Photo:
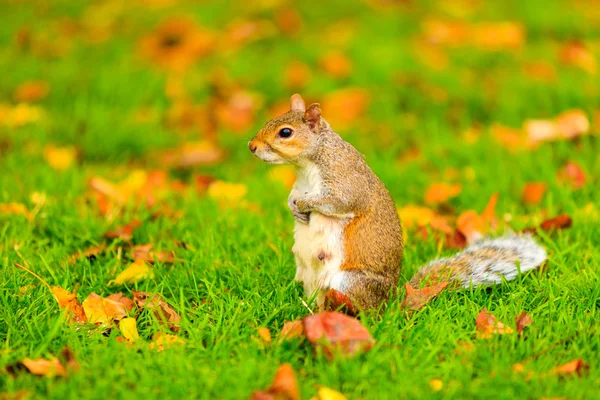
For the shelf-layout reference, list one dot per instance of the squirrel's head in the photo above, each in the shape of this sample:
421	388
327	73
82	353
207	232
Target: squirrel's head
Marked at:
290	137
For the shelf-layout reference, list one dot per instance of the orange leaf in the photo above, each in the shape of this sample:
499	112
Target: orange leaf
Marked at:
487	325
68	301
337	333
417	298
441	192
283	387
533	192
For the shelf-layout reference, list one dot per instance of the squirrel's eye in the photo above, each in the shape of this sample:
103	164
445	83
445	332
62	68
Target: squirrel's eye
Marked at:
285	132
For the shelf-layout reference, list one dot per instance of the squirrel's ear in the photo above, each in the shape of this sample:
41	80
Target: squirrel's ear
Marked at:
312	116
297	103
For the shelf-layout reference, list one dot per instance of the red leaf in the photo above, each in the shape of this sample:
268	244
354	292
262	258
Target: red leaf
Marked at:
336	332
417	298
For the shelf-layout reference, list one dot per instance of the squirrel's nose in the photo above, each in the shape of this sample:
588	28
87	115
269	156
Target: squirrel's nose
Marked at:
252	147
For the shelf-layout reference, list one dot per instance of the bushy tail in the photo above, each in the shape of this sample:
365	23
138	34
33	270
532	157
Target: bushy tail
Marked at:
484	262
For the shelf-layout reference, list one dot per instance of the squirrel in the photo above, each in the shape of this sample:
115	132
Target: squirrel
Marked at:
347	233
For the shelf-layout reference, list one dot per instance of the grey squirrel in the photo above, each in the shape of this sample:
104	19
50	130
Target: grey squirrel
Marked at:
347	232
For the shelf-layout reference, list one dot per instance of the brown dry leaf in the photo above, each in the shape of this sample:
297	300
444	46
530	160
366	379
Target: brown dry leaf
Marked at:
124	232
292	330
15	208
577	366
343	107
48	368
103	310
193	154
177	43
473	226
573	175
337	333
522	321
441	192
533	192
137	271
31	91
165	341
336	64
575	53
324	393
283	387
144	252
128	328
417	298
488	325
60	158
68	301
264	334
161	309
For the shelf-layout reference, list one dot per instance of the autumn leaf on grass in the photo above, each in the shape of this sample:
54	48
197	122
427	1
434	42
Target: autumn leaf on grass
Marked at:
143	252
488	325
283	387
165	341
573	175
161	309
137	271
522	321
292	330
533	192
103	310
124	232
441	192
337	333
60	158
324	393
417	298
128	328
576	367
68	301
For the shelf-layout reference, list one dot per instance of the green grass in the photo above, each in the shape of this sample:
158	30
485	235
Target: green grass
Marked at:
95	88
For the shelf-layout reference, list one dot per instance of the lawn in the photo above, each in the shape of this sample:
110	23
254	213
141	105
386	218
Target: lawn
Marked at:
117	112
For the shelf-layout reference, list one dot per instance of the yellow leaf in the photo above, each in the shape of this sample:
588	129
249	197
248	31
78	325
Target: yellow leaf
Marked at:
328	394
129	329
136	272
60	158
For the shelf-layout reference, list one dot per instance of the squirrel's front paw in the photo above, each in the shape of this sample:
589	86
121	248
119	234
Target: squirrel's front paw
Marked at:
299	216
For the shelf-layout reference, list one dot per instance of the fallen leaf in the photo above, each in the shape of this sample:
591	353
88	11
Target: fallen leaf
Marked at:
436	384
128	328
324	393
60	158
68	301
137	271
441	192
338	301
124	232
292	330
161	309
522	321
573	175
102	311
165	341
417	298
31	91
264	334
337	333
577	366
533	192
488	325
143	252
283	387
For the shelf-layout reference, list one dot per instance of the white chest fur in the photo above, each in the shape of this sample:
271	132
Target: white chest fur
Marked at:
319	245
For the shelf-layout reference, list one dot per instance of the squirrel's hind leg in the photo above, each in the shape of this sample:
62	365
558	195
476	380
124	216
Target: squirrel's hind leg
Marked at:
366	290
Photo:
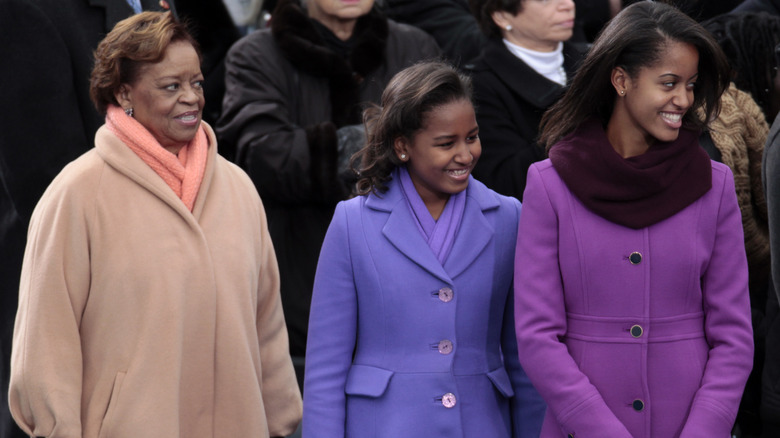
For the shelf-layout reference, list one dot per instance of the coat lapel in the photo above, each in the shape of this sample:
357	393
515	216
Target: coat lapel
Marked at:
475	230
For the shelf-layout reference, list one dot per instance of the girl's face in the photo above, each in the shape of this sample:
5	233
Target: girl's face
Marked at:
540	25
442	154
650	106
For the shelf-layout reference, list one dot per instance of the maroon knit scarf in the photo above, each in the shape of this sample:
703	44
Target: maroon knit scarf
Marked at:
634	192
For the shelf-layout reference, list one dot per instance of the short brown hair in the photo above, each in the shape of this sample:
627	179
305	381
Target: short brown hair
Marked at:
141	38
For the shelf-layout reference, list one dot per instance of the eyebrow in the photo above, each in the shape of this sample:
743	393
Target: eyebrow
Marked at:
446	137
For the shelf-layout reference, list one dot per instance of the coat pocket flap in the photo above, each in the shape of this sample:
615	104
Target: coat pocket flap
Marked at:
501	381
367	380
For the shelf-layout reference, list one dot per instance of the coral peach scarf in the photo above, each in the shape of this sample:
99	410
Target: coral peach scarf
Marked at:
183	174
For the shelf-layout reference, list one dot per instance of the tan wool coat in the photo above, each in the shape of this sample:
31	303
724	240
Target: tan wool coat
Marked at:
139	318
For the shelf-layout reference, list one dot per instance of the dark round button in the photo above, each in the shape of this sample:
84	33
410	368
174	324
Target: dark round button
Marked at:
445	346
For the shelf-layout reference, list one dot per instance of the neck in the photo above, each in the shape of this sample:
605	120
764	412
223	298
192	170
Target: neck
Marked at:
627	140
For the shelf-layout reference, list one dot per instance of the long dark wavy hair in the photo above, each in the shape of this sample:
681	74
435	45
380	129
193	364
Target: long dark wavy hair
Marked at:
411	94
637	37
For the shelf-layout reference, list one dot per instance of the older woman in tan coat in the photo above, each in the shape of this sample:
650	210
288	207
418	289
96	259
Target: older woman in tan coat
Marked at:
149	300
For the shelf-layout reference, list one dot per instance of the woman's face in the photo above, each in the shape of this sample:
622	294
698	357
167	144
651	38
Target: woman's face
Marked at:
338	10
540	25
441	155
653	103
167	96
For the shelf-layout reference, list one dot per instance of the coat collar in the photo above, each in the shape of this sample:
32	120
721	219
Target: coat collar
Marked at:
120	157
473	236
522	79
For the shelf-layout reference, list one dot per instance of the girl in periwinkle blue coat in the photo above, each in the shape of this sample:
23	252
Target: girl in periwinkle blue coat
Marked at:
411	330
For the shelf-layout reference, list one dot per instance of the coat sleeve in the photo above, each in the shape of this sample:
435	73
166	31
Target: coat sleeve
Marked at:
332	334
540	318
506	152
289	163
528	407
727	325
46	360
281	395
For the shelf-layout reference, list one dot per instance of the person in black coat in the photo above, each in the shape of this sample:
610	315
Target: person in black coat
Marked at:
521	72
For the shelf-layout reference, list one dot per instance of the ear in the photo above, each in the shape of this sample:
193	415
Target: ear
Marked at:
401	148
501	18
123	96
620	80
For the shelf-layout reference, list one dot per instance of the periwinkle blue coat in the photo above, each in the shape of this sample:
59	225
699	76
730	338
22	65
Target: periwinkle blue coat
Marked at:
381	309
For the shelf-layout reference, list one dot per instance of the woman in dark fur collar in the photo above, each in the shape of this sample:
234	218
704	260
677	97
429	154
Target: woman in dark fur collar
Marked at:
292	109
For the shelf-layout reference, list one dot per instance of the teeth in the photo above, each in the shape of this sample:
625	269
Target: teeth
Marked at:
674	118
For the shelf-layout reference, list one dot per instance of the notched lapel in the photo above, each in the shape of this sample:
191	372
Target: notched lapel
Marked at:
402	232
474	235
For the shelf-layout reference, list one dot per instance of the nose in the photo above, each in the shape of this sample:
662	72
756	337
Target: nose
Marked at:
683	98
463	154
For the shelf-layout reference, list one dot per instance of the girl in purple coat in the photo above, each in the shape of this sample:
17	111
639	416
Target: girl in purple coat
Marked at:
412	329
631	295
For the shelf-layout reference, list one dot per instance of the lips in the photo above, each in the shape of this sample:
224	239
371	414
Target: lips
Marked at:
188	118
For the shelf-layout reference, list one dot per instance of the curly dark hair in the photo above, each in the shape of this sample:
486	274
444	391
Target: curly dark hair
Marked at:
141	38
411	94
636	38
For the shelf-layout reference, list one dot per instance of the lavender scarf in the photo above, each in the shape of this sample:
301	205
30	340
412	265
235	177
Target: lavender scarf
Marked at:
634	192
440	234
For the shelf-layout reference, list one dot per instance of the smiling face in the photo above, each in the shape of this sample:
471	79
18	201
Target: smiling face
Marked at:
442	154
167	96
650	106
540	25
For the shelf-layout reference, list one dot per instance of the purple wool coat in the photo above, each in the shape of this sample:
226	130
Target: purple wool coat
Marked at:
403	346
633	333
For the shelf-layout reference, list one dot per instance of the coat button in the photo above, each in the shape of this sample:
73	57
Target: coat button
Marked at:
448	400
446	294
445	346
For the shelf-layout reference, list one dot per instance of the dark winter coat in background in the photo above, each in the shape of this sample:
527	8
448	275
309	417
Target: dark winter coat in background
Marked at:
286	95
511	98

··········

Description of the task: Return the lines of the records verbatim, starting with the line that contains "of the lavender" and going on through the end of the records.

Written solution:
For the shelf-layout reference, list one dot per instance of the lavender scarf in the photo above, each in the shape of this sample:
301	205
30	340
412	265
235	177
Target: lavender scarf
Marked at:
634	192
440	234
For the shelf-layout reference, list one dot per instance of the smiling face in the photo above, each in the shape of this sample:
471	79
18	201
Target: smiling face
Marked at:
442	154
167	96
650	106
540	25
For the shelf-layout reference, list one dot per instance of the purple wool coat in the photo above, each in the shape of this sample:
226	130
Target: purple wool coat
Marked at:
403	346
633	333
For the shelf-layout reference, list one dot per instance of the coat button in the photo above, each in the shape of this sample:
73	57
Target: coat button
Marked at:
448	400
446	294
445	346
For the shelf-layout reference, list one dot per instance of the dark winter coat in background in the photo above, each in the shape of this sample:
527	8
448	275
309	417
Target: dark winter coat in background
Marked at:
286	95
511	98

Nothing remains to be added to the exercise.